====== Data for this task

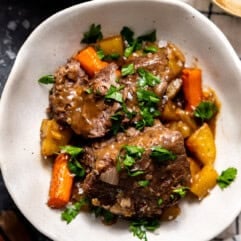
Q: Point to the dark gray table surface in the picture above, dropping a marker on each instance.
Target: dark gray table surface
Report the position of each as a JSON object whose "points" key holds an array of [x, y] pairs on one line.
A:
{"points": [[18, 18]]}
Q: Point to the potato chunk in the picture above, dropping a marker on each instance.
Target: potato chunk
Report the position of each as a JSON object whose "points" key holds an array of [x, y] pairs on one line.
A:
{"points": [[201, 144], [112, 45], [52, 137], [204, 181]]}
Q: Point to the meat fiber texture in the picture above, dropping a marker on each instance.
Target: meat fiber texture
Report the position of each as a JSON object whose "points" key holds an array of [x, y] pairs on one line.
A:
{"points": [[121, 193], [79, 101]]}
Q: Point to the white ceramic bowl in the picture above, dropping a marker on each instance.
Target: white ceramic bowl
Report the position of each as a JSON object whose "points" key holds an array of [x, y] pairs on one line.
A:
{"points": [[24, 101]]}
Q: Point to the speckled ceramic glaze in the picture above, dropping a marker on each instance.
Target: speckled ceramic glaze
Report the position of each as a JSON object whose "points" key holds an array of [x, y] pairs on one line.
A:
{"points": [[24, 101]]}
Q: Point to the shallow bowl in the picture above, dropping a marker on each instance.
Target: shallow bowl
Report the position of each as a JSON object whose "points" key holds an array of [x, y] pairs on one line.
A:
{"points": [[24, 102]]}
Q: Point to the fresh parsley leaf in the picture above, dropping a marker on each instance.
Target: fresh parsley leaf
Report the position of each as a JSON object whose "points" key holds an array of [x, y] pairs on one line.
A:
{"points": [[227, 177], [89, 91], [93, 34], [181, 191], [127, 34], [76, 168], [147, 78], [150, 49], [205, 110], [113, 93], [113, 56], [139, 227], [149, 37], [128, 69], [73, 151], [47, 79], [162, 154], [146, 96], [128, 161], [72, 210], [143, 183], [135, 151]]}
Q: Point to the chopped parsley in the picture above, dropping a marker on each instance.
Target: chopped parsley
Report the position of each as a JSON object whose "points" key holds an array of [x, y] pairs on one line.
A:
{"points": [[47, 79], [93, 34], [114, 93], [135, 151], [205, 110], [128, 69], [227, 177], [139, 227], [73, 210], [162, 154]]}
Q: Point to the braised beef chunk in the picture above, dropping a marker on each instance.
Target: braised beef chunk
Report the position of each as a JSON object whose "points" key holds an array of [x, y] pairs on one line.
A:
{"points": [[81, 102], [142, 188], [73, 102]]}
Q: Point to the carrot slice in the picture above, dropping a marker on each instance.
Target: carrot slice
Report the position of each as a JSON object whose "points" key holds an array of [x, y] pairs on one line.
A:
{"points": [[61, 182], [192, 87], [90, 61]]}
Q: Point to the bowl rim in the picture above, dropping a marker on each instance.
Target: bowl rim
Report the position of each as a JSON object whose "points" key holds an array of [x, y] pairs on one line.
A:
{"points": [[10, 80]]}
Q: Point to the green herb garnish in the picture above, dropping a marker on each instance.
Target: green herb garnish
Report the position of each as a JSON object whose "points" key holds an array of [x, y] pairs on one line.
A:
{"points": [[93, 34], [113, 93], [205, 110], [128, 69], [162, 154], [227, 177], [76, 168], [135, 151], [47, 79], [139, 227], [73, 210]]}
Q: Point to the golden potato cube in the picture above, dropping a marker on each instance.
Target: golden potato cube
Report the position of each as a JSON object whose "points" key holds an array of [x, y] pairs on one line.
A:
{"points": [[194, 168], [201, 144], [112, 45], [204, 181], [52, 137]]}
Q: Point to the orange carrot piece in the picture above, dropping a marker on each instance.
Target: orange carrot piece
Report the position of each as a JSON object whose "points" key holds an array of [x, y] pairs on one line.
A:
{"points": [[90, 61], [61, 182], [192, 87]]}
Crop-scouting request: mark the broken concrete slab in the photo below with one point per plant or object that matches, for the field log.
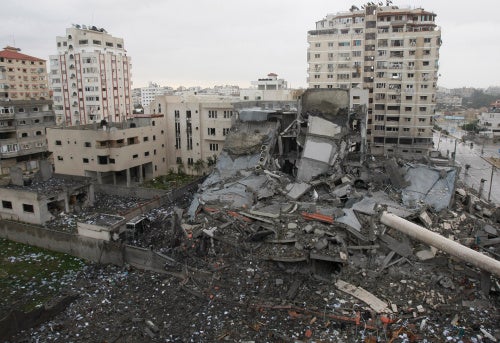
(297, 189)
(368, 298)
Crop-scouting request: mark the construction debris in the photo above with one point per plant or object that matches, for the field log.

============

To do => The expected answer is every line in the data above that carries the string "potato".

Task solution =>
Q: Point to the potato chunk in the picture above, dropping a marker on each instance.
Target: potato chunk
Q: Point to the golden potato cube in the picture above, dropping a marker on each instance.
Target: golden potato cube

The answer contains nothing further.